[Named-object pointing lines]
□ □ □ □
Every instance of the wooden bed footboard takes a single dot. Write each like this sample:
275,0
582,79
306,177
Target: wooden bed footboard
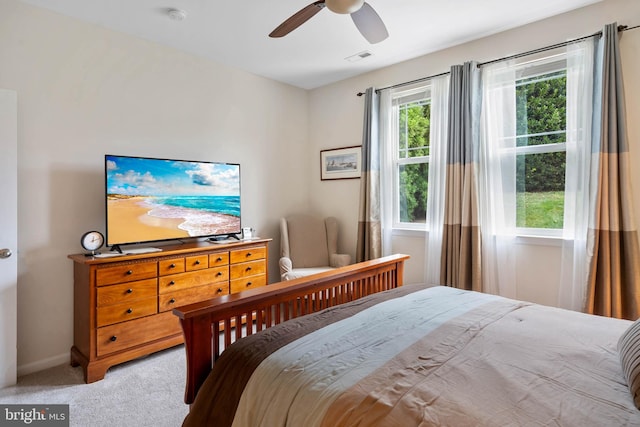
231,317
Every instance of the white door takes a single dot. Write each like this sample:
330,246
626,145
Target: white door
8,237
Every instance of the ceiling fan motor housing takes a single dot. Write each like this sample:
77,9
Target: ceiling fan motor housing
344,6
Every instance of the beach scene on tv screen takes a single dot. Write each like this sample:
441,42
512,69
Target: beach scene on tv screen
153,199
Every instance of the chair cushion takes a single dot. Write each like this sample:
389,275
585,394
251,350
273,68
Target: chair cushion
307,241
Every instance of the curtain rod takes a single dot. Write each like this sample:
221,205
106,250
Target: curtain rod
517,55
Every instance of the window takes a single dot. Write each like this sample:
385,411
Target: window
411,132
540,147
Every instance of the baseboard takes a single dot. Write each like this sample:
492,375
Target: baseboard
43,364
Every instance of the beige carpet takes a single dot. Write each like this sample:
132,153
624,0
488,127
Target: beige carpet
145,392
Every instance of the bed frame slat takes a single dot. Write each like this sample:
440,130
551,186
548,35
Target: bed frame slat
231,317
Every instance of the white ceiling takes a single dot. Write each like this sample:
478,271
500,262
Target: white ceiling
235,32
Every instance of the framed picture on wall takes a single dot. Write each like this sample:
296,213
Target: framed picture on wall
341,163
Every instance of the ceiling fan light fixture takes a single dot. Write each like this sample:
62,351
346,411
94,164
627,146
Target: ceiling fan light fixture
343,6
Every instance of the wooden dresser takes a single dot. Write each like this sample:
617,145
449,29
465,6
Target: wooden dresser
122,305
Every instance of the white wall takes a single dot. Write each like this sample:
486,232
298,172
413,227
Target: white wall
85,91
538,262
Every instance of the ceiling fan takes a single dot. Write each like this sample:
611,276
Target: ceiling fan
366,19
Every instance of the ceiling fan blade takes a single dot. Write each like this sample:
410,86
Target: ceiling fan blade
369,24
297,19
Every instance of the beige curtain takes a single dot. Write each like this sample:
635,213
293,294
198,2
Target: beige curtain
461,256
369,244
614,276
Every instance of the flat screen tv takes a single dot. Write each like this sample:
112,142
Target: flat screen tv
151,200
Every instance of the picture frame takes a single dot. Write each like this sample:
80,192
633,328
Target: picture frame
341,163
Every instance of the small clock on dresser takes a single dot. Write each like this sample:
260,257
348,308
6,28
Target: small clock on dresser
92,241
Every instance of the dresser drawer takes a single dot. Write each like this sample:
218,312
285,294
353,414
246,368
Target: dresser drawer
192,279
250,254
126,273
171,266
246,283
216,260
116,294
172,300
248,269
123,336
127,311
196,262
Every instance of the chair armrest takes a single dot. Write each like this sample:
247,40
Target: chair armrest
339,260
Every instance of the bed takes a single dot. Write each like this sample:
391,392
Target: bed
354,347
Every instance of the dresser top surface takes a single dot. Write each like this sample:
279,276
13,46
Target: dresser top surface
188,248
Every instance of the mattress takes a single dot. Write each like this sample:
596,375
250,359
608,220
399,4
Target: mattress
423,356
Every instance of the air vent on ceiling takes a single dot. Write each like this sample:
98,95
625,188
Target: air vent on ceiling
358,56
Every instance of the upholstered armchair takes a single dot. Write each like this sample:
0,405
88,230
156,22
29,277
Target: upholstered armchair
309,245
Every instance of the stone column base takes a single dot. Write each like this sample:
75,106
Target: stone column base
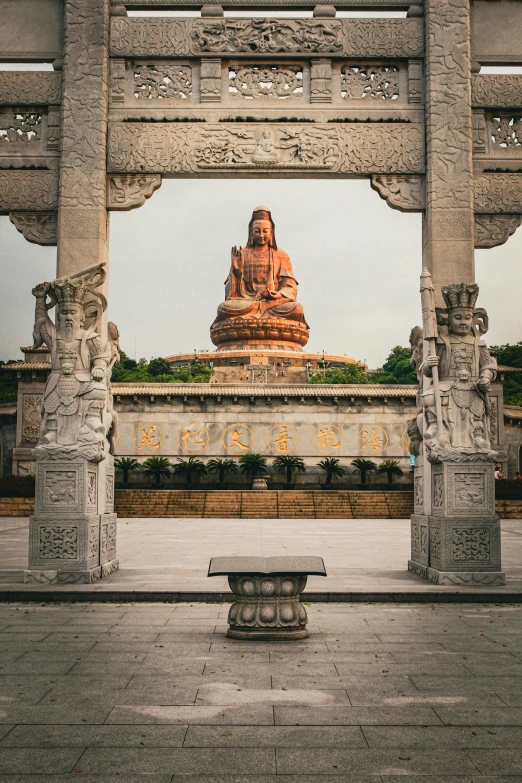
35,576
472,578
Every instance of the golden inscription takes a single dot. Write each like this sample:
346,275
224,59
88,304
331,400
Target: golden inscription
373,439
327,439
238,439
283,439
193,438
148,438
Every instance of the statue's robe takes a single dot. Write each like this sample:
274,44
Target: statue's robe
465,409
244,293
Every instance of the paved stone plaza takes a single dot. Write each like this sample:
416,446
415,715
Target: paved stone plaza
361,555
377,692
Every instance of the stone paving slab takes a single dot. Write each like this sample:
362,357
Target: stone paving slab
167,559
261,712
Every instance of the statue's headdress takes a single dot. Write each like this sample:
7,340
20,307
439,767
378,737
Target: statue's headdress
461,295
79,289
261,213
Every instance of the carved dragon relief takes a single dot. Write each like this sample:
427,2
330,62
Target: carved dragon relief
254,147
406,193
182,37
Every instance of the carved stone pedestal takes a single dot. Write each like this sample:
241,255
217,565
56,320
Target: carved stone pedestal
459,542
267,607
72,535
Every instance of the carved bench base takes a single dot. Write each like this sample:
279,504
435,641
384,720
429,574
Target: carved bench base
267,607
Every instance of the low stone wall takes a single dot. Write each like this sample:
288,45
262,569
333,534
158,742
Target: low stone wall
269,504
343,504
16,507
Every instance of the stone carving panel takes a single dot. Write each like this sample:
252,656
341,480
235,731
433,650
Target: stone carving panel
161,81
184,148
82,179
182,37
58,543
31,417
130,191
384,37
498,193
471,544
19,127
496,90
254,82
381,82
37,227
493,230
28,190
448,128
30,88
505,131
400,192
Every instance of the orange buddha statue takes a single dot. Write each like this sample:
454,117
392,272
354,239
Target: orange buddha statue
260,294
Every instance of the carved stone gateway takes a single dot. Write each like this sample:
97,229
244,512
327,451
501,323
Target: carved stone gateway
455,535
397,100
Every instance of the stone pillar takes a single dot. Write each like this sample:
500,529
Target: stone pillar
448,219
73,531
82,215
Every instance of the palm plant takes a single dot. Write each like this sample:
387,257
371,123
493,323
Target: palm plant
364,466
252,465
157,467
126,464
332,468
391,468
190,467
222,467
288,463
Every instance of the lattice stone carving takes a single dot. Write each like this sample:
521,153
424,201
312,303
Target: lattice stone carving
493,230
506,130
17,126
265,81
30,88
130,191
31,417
191,147
158,81
496,90
400,192
37,227
359,81
498,193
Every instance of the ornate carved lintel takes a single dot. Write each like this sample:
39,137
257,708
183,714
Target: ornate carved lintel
405,193
37,227
130,191
493,230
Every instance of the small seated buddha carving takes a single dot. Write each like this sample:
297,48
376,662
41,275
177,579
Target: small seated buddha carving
261,294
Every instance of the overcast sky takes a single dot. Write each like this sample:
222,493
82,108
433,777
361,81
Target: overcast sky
357,262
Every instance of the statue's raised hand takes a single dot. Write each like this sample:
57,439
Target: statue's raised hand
41,290
237,261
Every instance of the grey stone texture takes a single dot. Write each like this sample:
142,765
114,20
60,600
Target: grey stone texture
451,724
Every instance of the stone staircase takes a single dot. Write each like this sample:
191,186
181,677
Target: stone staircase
264,504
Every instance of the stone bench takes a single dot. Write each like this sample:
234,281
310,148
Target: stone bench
267,591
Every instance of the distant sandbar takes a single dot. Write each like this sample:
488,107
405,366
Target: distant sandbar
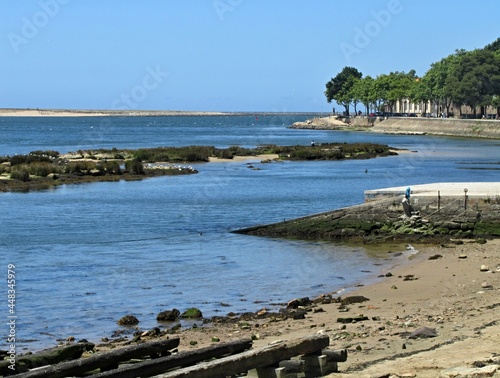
99,113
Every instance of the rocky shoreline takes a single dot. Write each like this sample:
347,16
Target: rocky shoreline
470,128
435,313
45,169
385,220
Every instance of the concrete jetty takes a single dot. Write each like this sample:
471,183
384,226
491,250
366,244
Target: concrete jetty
485,190
437,212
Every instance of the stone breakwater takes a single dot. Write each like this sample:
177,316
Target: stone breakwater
477,128
431,220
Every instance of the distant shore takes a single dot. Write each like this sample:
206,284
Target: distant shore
453,127
11,112
98,113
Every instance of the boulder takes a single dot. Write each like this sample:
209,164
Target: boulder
299,302
128,320
192,313
168,315
423,333
463,371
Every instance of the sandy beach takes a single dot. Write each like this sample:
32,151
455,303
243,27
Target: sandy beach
451,289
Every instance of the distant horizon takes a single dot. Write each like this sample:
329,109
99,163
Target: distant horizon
275,57
153,111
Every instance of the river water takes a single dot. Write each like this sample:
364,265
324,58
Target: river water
85,255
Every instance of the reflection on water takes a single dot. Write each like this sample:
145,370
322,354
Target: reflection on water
89,254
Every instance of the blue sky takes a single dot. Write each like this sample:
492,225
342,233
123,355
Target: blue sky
221,55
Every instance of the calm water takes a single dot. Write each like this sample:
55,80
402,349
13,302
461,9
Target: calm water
86,255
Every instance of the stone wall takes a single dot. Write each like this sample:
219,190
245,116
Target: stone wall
384,220
438,126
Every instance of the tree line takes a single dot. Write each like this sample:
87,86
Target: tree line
470,78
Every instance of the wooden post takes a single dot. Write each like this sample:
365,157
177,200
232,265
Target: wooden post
252,359
103,360
46,357
187,358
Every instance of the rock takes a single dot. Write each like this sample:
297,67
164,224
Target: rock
299,302
262,312
128,320
192,313
463,372
486,285
435,257
353,299
353,319
168,315
423,333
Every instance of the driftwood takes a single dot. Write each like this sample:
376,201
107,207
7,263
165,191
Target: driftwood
46,357
353,319
104,361
252,359
188,358
335,355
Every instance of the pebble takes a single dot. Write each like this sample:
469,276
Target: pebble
486,285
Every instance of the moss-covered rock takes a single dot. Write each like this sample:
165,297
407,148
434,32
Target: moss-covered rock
128,320
192,313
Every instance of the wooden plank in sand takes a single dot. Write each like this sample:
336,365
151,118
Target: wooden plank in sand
188,358
252,359
104,361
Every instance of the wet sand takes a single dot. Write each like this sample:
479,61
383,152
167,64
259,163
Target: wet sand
452,289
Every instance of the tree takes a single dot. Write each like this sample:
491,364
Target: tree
340,88
364,91
394,87
474,79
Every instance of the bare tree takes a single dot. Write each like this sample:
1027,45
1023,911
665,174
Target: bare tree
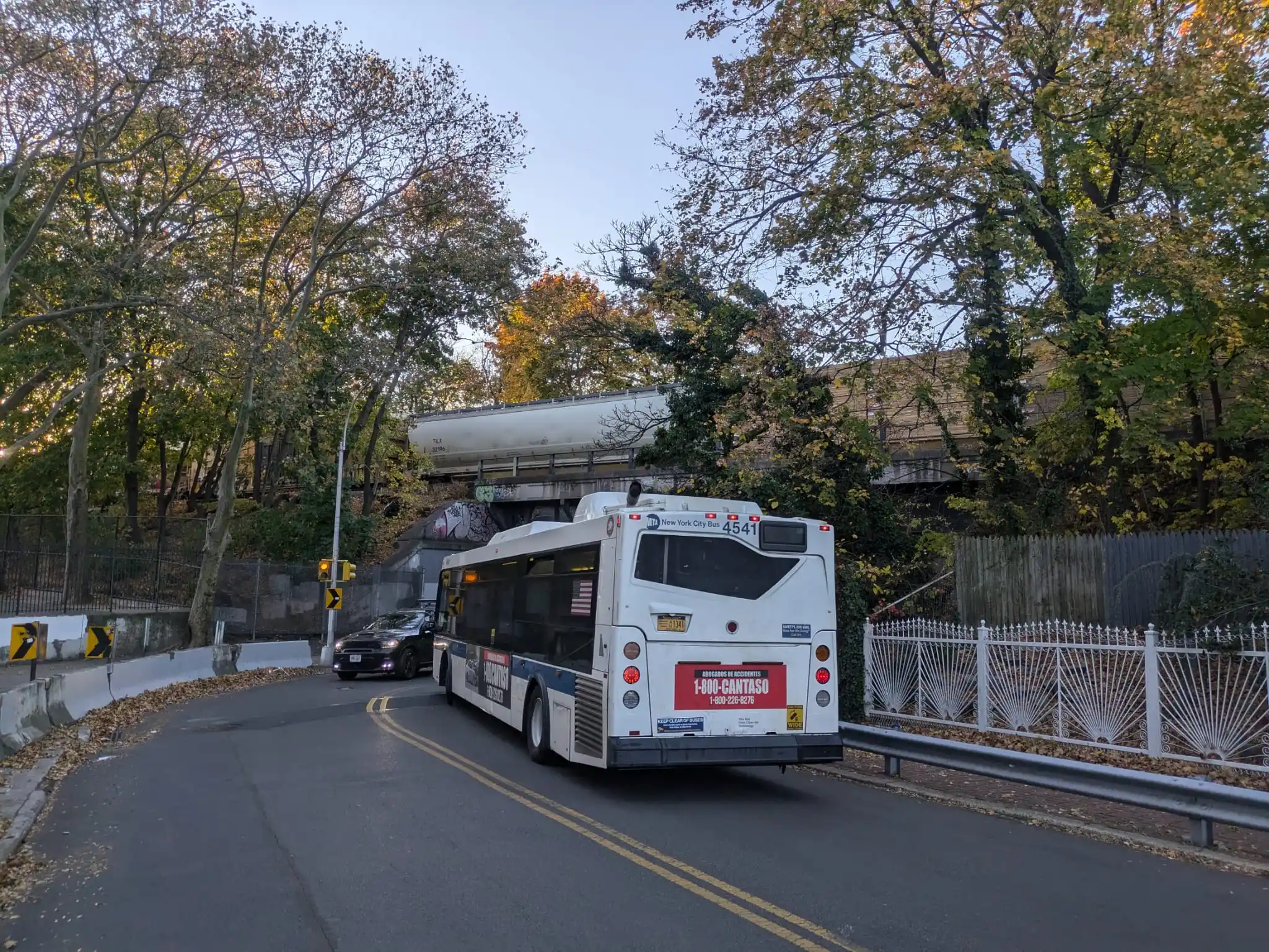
340,135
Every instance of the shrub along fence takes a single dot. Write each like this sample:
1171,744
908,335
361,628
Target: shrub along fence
1094,579
1203,696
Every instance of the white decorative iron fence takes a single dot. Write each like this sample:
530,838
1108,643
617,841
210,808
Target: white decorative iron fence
1196,697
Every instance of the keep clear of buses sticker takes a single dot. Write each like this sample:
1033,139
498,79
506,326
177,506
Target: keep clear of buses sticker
794,717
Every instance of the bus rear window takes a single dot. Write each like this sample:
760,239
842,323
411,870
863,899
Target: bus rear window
782,536
721,567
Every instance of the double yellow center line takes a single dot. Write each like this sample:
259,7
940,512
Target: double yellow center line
772,918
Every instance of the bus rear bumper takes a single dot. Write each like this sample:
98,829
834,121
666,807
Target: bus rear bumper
725,749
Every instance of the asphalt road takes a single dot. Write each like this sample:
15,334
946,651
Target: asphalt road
292,818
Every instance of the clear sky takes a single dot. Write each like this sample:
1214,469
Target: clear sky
593,83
□ □ □ □
PROBLEM TO SOLVE:
Write out, unchanged, the lines from the one holding "Every instance of the clear" through the final line above, both ends included.

ANSWER FOR THIS EXERCISE:
Every instance of the clear sky takes a single dot. Write each like this sample:
1214,469
Target: clear sky
593,83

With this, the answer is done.